To do
Please print the entries below exactly, from the line with "<point>378,93</point>" through the line with "Where can the roof finial", including both of those lines and leaving out all others.

Dataset content
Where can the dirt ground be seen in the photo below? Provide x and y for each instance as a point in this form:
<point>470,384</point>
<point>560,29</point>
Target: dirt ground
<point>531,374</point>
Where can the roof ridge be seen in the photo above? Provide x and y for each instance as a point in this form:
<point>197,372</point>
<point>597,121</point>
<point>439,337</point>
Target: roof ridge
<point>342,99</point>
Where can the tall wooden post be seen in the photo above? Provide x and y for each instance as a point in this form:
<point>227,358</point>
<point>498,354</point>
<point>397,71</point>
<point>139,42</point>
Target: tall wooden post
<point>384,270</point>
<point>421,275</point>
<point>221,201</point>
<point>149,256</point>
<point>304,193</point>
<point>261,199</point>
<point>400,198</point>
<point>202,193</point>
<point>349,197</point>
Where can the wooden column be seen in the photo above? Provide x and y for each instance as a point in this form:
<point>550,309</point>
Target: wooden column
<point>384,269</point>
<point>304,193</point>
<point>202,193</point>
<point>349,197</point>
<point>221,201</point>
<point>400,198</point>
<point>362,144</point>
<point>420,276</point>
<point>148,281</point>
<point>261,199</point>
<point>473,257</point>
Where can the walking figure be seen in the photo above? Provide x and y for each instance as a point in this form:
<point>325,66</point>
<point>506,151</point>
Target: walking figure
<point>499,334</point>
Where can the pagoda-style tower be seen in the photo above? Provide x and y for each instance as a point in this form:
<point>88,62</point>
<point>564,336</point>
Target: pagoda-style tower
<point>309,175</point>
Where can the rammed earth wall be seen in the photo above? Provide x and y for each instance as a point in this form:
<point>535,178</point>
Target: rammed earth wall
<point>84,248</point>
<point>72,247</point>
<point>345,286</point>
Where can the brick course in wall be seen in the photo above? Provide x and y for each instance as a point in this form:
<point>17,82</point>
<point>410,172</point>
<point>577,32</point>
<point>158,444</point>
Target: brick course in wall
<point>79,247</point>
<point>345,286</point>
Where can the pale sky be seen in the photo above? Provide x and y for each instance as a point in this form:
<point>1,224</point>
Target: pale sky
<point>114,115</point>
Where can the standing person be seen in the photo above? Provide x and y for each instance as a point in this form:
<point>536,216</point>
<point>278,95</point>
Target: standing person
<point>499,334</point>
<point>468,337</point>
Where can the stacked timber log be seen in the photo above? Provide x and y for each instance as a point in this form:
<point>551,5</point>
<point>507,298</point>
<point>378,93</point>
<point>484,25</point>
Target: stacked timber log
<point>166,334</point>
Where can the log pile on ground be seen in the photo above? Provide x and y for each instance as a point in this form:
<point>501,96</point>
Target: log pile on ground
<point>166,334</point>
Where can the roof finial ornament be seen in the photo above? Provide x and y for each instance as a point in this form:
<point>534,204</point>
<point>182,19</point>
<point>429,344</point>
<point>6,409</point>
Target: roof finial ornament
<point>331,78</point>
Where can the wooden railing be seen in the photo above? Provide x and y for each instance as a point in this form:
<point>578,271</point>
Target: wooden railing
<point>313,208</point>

Answer to the exercise
<point>378,93</point>
<point>484,25</point>
Target: stacked timber log
<point>166,334</point>
Where can the log pile on ground be seen in the photo above? Provide x and y for each instance as a point in this form:
<point>501,96</point>
Target: log pile on ground
<point>166,334</point>
Where can the roof finial ornament be seen in the photo above? Provide x and y for each instance as a point in this form:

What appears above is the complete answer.